--- BEGIN Selected excerpt ---

System Design Interview: Design a Real-Time Leaderboard (Top-K System)
Real-time leaderboards rank users by score and are common in gaming, ride-sharing, e-commerce, and social apps. The core challenge is maintaining a sorted ranking for millions of users with high update throughput. Asked at Snap, Doordash, Lyft, Coinbase, and gaming companies.
Requirements Clarification
Functional Requirements
- Update a user’s score in real-time
- Get the global top-K users (leaderboard)
- Get a specific user’s rank
- Get users near a specific user’s rank (surrounding players)
- Support time-windowed leaderboards (daily, weekly, all-time)
Non-Functional Requirements
- Scale: 10M users, 100K score updates/second
- Leaderboard read latency: <10ms
- Rank accuracy: exact for top-1000, approximate acceptable for lower ranks
- Real-time: leaderboard updates visible within 1-2 seconds
Core Data Structure: Redis Sorted Set
Redis sorted sets (ZSET) are the perfect data structure for leaderboards:
# Add or update user score (O(log N))

--- END Selected excerpt ---

### List of tasks
1 – What read latency does the leaderboard design article require for the leaderboard?
2 – Continue the leaderboard design article from the point where it stops.
The material comes from a source unrelated to the leaderboard design article.

--- BEGIN Dataset excerpt ---

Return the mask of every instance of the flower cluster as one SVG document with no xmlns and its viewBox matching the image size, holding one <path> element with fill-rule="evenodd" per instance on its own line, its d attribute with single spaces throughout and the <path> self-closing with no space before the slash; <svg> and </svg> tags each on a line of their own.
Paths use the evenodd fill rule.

--- END Dataset excerpt ---

### Exercise responses
1 – Less than 10 milliseconds.

2 –
ZADD leaderboard:global {score} {user_id}
# Get top-K users (O(log N + K))
ZREVRANGE leaderboard:global 0 K-1 WITHSCORES
# Get user rank (0-indexed, O(log N))
ZREVRANK leaderboard:global {user_id}
# Get user score
ZSCORE leaderboard:global {user_id}
# Get users around rank R (surrounding players)
ZREVRANGE leaderboard:global R-5 R+5 WITHSCORES
# Increment score atomically (O(log N))
ZINCRBY leaderboard:global {delta} {user_id}
Redis sorted sets use a skip list internally, giving O(log N) for all rank operations. For 10M users: all operations run in single-digit milliseconds.
Architecture
Score Event (game action, purchase, etc.)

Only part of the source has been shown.